Given request. Rewrite the rows from the line containing "the tree line" through the last line, putting "pin" wherever "marker" appears and leaving everything else unchanged.

[Pointing and labeling entries]
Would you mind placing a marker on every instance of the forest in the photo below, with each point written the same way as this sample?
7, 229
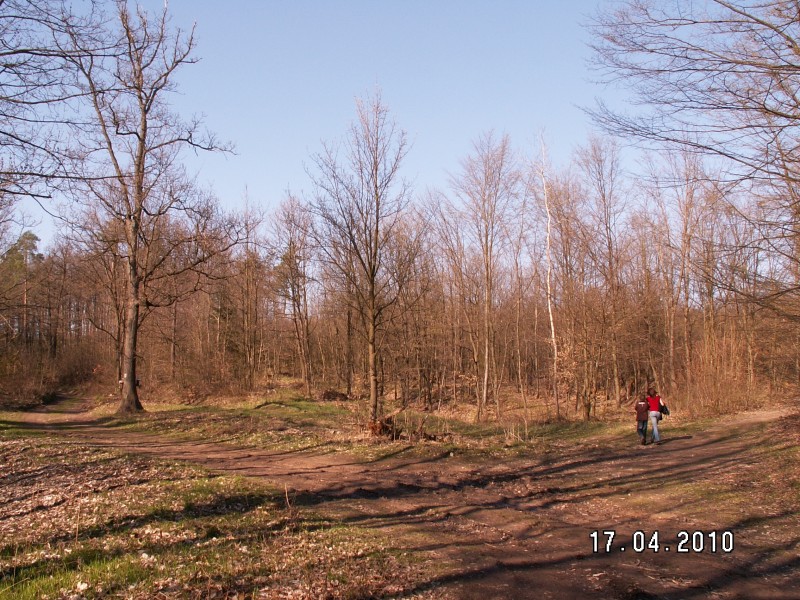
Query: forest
519, 292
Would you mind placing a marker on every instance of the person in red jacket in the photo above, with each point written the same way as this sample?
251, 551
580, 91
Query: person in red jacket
654, 405
642, 414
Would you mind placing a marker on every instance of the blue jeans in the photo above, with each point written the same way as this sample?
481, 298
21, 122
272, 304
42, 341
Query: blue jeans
641, 429
654, 414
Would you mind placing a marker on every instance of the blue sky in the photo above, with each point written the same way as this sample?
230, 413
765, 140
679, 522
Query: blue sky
277, 78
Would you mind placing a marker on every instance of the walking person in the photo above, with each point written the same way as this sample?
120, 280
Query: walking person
642, 414
654, 405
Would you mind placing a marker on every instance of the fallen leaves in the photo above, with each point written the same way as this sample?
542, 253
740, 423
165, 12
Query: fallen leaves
80, 522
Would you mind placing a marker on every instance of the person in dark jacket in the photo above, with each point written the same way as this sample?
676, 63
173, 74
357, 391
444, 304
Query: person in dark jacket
642, 414
654, 405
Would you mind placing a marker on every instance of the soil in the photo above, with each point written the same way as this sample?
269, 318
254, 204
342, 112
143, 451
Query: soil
521, 527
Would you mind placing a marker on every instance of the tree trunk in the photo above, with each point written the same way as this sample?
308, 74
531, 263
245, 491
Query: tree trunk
130, 394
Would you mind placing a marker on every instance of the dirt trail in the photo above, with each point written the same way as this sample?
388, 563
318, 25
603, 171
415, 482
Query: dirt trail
521, 528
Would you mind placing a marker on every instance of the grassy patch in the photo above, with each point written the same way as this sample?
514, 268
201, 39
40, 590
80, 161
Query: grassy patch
83, 522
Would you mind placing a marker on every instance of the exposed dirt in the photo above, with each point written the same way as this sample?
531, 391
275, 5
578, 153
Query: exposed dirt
521, 528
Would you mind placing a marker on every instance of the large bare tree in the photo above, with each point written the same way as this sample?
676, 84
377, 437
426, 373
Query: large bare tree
359, 203
126, 153
719, 78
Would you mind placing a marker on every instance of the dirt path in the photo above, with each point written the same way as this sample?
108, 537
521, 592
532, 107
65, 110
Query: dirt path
522, 529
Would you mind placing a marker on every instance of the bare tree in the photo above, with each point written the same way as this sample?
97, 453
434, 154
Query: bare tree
359, 203
294, 249
485, 191
719, 78
126, 150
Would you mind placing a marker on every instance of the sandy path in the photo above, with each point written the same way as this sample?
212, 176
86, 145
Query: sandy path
518, 529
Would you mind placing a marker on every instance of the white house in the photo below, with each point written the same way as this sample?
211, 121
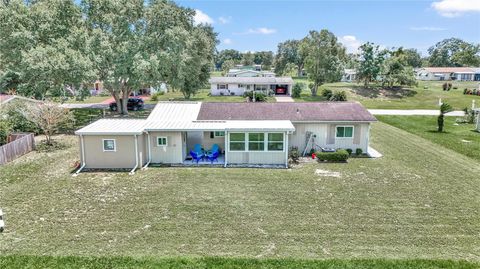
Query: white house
245, 133
240, 85
448, 73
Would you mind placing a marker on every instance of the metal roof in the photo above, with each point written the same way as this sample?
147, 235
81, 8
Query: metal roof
175, 111
113, 127
252, 80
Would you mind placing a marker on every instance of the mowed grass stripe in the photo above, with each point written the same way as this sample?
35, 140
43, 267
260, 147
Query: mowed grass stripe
408, 204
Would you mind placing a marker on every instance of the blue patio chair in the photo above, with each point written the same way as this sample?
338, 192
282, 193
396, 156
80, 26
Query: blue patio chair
215, 148
213, 156
195, 156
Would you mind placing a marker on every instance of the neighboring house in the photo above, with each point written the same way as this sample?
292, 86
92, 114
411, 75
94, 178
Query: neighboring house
249, 73
247, 133
240, 85
448, 73
349, 75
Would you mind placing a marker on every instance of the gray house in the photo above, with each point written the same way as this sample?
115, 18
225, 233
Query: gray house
247, 133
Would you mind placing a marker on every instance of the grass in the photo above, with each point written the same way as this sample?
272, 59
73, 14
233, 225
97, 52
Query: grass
217, 263
424, 96
454, 137
419, 201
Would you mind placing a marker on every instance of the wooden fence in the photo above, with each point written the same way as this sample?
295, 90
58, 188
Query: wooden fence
16, 148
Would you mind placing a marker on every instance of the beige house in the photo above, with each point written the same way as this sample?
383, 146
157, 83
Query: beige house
247, 133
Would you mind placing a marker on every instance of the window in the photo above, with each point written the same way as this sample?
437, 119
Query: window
109, 145
161, 141
344, 132
219, 134
222, 86
237, 141
256, 141
275, 141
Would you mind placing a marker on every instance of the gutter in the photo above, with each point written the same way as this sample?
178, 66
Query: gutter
149, 153
136, 156
82, 145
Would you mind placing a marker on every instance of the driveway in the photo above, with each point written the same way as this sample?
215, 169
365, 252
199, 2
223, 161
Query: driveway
414, 112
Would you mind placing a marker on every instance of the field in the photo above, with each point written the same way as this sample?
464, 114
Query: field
424, 96
461, 138
419, 201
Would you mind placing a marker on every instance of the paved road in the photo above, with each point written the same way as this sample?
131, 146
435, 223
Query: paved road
412, 112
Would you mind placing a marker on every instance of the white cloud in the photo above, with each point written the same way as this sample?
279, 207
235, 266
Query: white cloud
201, 17
427, 28
351, 42
455, 8
224, 20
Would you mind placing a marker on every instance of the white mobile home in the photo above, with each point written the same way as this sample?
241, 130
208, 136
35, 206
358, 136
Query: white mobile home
244, 133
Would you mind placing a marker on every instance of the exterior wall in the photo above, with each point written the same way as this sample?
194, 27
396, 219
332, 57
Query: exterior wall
123, 157
208, 142
173, 152
325, 136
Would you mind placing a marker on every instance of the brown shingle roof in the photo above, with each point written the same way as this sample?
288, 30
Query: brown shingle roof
320, 111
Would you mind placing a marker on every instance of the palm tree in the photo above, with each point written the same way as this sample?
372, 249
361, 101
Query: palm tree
444, 108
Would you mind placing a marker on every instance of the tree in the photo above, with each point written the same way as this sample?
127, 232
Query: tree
323, 58
288, 54
454, 52
45, 42
370, 62
48, 117
265, 58
444, 108
413, 58
225, 55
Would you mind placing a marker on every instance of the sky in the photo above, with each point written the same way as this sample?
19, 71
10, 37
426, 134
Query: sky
247, 25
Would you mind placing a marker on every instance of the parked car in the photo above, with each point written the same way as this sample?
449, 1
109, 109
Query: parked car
133, 104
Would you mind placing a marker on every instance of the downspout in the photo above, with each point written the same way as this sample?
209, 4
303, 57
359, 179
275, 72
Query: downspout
82, 148
149, 152
136, 156
226, 149
286, 149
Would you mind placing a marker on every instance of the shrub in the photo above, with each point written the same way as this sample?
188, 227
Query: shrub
327, 94
297, 90
339, 96
338, 156
294, 155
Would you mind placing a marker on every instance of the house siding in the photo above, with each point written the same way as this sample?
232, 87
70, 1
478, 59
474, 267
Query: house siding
172, 153
325, 136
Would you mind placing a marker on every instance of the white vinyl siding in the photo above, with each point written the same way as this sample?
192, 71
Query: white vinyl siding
109, 145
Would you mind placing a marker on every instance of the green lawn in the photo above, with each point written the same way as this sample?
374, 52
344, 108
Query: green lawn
419, 201
408, 98
461, 138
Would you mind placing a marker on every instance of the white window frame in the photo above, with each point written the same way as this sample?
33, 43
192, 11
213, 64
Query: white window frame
267, 141
215, 134
344, 126
114, 145
245, 140
162, 137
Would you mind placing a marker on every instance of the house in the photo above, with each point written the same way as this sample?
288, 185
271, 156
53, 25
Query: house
240, 85
448, 73
247, 133
249, 73
349, 75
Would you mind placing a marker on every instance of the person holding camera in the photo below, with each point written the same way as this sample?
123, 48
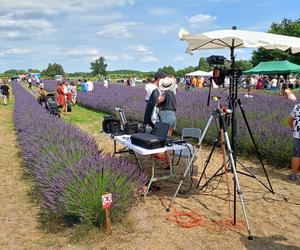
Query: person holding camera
294, 122
167, 104
151, 110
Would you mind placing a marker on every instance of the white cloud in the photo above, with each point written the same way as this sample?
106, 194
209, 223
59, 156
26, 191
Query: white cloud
111, 58
149, 58
90, 53
116, 30
25, 24
161, 11
24, 28
141, 50
57, 6
167, 28
178, 59
127, 56
82, 52
201, 20
15, 52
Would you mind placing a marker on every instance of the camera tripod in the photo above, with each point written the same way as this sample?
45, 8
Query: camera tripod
219, 114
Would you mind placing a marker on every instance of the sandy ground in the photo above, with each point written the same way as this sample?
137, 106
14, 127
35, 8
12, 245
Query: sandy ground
274, 219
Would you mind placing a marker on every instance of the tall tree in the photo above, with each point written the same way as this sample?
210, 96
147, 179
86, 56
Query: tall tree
288, 28
34, 71
98, 67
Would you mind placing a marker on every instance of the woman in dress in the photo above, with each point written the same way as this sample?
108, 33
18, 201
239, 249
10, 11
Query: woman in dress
61, 101
287, 93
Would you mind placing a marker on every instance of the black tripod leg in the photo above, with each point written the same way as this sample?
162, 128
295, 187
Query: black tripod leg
208, 160
212, 177
270, 188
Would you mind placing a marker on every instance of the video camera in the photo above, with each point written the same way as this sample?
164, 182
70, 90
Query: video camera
219, 73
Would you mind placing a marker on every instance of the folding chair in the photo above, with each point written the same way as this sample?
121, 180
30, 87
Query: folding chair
192, 136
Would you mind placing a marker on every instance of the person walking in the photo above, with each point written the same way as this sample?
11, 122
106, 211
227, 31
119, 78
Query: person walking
294, 123
151, 110
61, 101
5, 92
287, 93
167, 103
73, 89
194, 83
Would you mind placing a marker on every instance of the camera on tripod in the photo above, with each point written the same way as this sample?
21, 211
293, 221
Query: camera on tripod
220, 72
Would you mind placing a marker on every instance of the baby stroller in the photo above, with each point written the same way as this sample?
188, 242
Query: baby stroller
49, 103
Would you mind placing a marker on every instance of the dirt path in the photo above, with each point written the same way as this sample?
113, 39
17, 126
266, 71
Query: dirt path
19, 227
274, 219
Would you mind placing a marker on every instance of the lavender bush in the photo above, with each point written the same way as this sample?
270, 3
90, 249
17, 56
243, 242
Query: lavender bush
266, 115
67, 166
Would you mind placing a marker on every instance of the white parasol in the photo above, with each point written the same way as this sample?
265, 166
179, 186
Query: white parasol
234, 38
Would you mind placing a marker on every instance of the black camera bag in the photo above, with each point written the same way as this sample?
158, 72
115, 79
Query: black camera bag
111, 125
131, 128
147, 141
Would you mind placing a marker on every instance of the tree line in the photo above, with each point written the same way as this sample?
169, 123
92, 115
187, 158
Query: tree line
98, 67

The solution.
Would you mind placing a pin on every instance of the tree line in the photo above, with each point written the same way as this sample?
169, 123
92, 115
187, 158
Query: tree line
98, 67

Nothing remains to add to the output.